Point localization data.
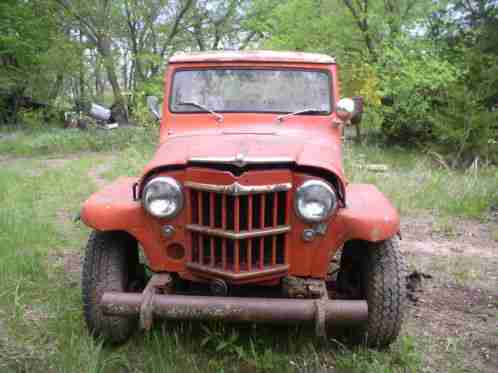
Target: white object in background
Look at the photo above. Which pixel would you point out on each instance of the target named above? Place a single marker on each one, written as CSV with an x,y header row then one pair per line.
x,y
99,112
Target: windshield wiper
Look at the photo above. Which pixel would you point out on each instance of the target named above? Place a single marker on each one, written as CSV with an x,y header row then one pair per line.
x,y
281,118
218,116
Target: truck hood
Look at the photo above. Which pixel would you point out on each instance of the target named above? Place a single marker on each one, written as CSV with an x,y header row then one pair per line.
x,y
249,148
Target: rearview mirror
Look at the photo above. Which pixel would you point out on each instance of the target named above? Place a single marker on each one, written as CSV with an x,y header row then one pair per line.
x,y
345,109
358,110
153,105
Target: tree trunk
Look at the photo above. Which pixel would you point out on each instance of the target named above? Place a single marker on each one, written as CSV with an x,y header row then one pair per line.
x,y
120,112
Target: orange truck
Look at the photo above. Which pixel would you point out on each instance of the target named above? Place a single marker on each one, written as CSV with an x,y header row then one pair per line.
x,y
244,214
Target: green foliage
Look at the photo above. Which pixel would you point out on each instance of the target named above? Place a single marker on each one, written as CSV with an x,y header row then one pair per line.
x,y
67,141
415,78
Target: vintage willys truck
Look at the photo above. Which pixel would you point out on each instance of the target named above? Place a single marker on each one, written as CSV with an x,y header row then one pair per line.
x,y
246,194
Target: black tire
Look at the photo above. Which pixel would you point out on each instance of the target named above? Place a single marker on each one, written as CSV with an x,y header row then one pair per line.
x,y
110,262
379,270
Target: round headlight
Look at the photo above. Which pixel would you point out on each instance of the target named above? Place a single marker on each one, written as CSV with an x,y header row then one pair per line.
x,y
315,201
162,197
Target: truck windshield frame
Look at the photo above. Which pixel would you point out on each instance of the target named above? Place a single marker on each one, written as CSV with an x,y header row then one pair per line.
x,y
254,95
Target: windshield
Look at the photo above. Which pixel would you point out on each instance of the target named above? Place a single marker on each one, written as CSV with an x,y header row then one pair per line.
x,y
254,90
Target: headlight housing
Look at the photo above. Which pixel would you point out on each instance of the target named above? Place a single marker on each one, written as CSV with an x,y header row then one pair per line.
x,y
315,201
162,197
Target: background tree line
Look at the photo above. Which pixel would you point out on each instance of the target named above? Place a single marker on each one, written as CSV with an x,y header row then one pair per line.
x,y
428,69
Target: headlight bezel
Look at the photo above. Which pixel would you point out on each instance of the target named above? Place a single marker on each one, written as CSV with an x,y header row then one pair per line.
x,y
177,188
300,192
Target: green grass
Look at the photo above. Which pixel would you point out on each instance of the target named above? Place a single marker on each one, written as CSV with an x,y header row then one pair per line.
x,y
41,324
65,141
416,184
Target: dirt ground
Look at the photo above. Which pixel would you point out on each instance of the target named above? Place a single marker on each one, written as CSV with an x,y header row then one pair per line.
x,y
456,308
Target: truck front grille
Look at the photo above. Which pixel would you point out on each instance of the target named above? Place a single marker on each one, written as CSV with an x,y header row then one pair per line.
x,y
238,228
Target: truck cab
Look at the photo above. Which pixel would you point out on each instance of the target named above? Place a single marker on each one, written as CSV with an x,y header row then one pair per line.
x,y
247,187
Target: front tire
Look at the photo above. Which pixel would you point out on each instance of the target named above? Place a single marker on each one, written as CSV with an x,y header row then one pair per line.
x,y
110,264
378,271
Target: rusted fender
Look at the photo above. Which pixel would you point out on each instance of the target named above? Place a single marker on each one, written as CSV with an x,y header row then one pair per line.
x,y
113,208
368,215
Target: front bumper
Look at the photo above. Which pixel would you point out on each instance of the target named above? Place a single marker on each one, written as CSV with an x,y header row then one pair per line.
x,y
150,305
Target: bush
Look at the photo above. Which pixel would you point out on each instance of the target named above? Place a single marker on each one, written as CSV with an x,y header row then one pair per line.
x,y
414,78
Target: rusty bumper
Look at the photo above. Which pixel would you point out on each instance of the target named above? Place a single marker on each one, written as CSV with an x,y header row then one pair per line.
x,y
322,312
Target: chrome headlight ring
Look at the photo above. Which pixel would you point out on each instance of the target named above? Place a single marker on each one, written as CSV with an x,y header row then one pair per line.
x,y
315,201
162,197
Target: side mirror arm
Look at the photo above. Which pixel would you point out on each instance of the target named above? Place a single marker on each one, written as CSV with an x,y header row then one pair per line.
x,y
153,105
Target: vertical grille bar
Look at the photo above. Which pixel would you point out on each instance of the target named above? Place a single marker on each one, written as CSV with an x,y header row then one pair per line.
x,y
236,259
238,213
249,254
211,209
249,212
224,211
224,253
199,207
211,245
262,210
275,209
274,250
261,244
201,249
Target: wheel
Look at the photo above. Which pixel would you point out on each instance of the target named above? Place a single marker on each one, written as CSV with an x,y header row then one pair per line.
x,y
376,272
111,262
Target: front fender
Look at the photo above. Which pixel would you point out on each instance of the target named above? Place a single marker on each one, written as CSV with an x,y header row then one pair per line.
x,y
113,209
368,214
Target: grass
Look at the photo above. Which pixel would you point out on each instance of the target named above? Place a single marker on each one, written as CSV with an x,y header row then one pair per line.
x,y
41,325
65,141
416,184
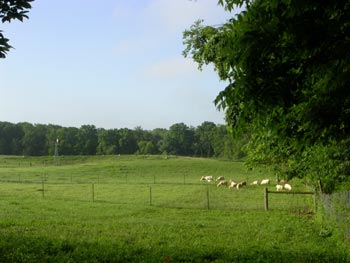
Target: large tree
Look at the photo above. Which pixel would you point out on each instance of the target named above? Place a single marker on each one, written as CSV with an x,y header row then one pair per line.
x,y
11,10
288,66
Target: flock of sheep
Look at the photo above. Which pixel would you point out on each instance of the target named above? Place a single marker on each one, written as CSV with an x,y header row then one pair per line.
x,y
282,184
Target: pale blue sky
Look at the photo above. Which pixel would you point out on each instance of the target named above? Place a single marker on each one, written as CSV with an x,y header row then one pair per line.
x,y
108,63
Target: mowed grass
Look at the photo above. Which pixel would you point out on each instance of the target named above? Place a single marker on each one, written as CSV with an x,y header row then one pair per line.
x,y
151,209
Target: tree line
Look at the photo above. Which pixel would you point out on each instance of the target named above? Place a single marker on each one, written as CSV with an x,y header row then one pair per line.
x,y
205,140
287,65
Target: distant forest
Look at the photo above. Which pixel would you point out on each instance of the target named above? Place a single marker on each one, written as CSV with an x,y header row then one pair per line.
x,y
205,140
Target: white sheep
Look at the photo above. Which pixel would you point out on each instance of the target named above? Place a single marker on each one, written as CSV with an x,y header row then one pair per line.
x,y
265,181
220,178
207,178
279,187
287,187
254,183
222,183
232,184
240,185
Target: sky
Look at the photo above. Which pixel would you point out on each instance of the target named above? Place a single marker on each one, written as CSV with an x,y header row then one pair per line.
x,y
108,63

WHAT IS REQUIRED.
Return the records above verbatim, leaving out images.

RESPONSE BELOW.
Target: white object in background
Look at the photo above. Which pixel would you point out on each instance of the target named above? Place a single marker on each one, written as CSV with an x,y header row then one pair per line.
x,y
99,112
Target: windshield wiper
Look at the photo above. Which pixel would you point out on each instance of the target named above? Place a single marker on each one, written as CSV with an x,y header row then one pair per line.
x,y
281,118
218,116
Target: truck hood
Look at the photo above. Which pixel would you point out on each instance of the target named above? Place a single marker on each one, written as CSV with an x,y header row then one pair per line.
x,y
249,148
Target: rearview mirror
Look at the photo above. Which pixel would you point out on each instance of the target named above? Place a single marker on each one, written as CSV with an x,y header row then one pair per line.
x,y
345,109
358,110
153,105
Target: tree trunk
Look at the photo above. Which pixel would you point out on each instance of the target named above? Place a single marker on each one, written as CSV with an x,y header row then one pair per line.
x,y
120,112
Target: orange truck
Look at the photo above. Which pixel would you point out on each instance of the target named above? Place a single marker on each one, written as CSV with an x,y header row then one pair per line.
x,y
244,214
Target: green foliage
Look at the photo above. Which pixel would you point out on each instance of the target named above? Place a single marker on each one, written as CSV with an x,y header row then one pair per line.
x,y
67,141
415,78
Target: vintage willys truck
Look at the photo above. Which pixel would you point out on each instance of the target named above? Place a single marker on each one, written as CSV with an x,y header row then one pair per line.
x,y
246,194
Target: black tire
Look at the photo above. Which pixel would you point out on each instance of the target named above? Place a single marker on each one, written as CSV with an x,y header row then one pair per line.
x,y
110,262
379,270
Target: round headlight
Look at the photo above. Which pixel would you point out on each instance of the target named above? Place a single marker on each one, written as CSV with an x,y header row then one pair per line.
x,y
315,201
162,197
Target: truck windshield frame
Look at the photo above. Which pixel would you point out on each instance of the target named above? Place a single marker on each one, written as CSV with an x,y header row then one pair per line.
x,y
254,95
Target: windshield
Look at the photo above. Which pixel would you point out on each instance of the target named above? Place a single marker on each one, written as CSV with an x,y header row then one pair per line.
x,y
254,90
Target: headlight housing
Look at the photo above. Which pixel would you point out on each instance of the target named above? Place a single marker on each one, written as CSV with an x,y header row then one pair per line.
x,y
315,201
162,197
Target: background tree line
Look at the photo above. Which pixel would you point out on each instance of the target named above? Place a single marker on each one, written as CSV with an x,y header row then one pair per line.
x,y
428,69
Target: headlight bezel
Look at the photo above. Which pixel would you point out on each instance of the target named above? Place a single marker on each one, written as CSV with an x,y header row then one pair per line.
x,y
177,188
300,192
Target: green grass
Look at the photo above. Which pixel would you point out on each instance of the target named above? Place a single marker on each one, written as CSV with an x,y header row then one pair per line.
x,y
41,324
65,141
416,184
Target: dirt ground
Look at the photo above. Which pixel would you point out on each instance of the target named above? Place a single marker on each one, written as CSV with an x,y header row then one pair per line.
x,y
456,308
Target: truck front grille
Look at the photo above. Which pixel would you point out on each instance of the target named above? Place a single marker on each one, written as CSV with an x,y header row then one pair per line.
x,y
238,228
Target: truck cab
Look at the photo above. Which pixel would you point out on each instance of the target named above? Place a single marker on each one, written as CSV with an x,y header row then one pair per line.
x,y
247,187
Target: front tire
Look at the photo above. Which pixel would you point out on each instance of the target named above? Place a single marker on each one, written as CSV with an x,y header row then one pair per line.
x,y
110,264
378,271
Target: rusted fender
Look at the photo above. Which pixel would you point out on each instance of the target named above? Place a single marker on each one, written as CSV with an x,y header row then one pair per line.
x,y
113,208
368,215
Target: front bumper
Look at the photo above. Which pixel would you point out on each instance of the target named above? Place a single marker on each one, written as CSV with an x,y header row then one pair per line.
x,y
150,305
Target: bush
Look at the photo above. Which pixel would you point out on each instance of the target named above? Place a single marker on each one, written as CSV with an x,y header row then one pair per line.
x,y
414,78
Target: rusty bumper
Look at the photo above. Which pixel would you point out on each instance of the target named above? Place a single marker on each one, written as CSV with an x,y header row then one pair per line.
x,y
322,312
Target: chrome headlight ring
Look at the photo above. Which pixel would you point out on each instance of the target named above? Place a single marker on each one, written as CSV with an x,y header row then one pair per line.
x,y
315,201
162,197
Target: side mirror arm
Look at the photo above. Which pixel would you point out on each instance of the target named above? Place a single marker on each one, written as CSV with an x,y header row then one pair per line.
x,y
153,105
Target: vertical grille bar
Look at the photo above. Which pixel would you point out on each instance of the target named above? Place a single marker on each one, written as CSV with an x,y header row then one pair per line.
x,y
236,259
238,213
249,254
211,209
249,212
224,211
224,253
199,207
211,245
262,210
275,209
274,250
261,244
201,249
Target: wheel
Look at the photo above. Which pixel would you point out on each instance of the target named above? Place a single marker on each one, written as CSV with an x,y header row then one pair per line.
x,y
376,272
111,262
Target: front fender
Look at the photo above. Which pixel would you point out on each instance of the target named above? Place a single marker on each one, written as CSV with an x,y header row then one pair per line.
x,y
113,209
368,214
Target: grass
Look at the photo above. Which pixel would you point out on each instance of the target named above? Place a single marker on each one, written as CSV with an x,y header row then one pair per line.
x,y
41,325
65,141
416,184
Target: large tree
Look at the photo above. Which pixel would you point out on each instance of the target named above? Place a single marker on each one, written as CSV with an x,y header row then one pair per line.
x,y
11,10
288,66
Target: flock of sheep
Look at the photo above. Which pixel would you point out on each instance of the target named above? Place a single marker on each one, written as CSV with an x,y header row then one pair per line.
x,y
282,184
Target: pale blue sky
Look at the photo above. Which pixel would you point out on each instance of the target named above? Place a single marker on each one, written as CSV with an x,y header row then one pair per line.
x,y
108,63
Target: mowed grass
Look at the photo above. Which pixel would you point out on each instance of the target named above? Place a single marker on each one, written as CSV with an x,y header row then one pair per line.
x,y
151,209
Target: tree line
Look at the photo above. Which pixel would you point out on each instance of the target named above? Place a single marker on each one, written as CSV with an x,y header row then one pair per line.
x,y
205,140
287,65
Target: distant forest
Look at the photo above. Which pixel would you point out on each instance of the target named above? Place a single marker on each one, written as CSV with an x,y header row then one pair per line.
x,y
205,140
Target: white sheep
Look at the photo above. Which pixel would you point out on each instance of the target named above? Place a single marker on each one, written as CSV with an x,y header row then one pair per line.
x,y
265,181
220,178
207,178
279,187
287,187
254,183
222,183
232,184
240,185
Target: sky
Look at the photo above. Which pixel would you point out on each instance of the target named above? Place a single marker on each one, written as CSV with an x,y header row then one pair per line.
x,y
108,63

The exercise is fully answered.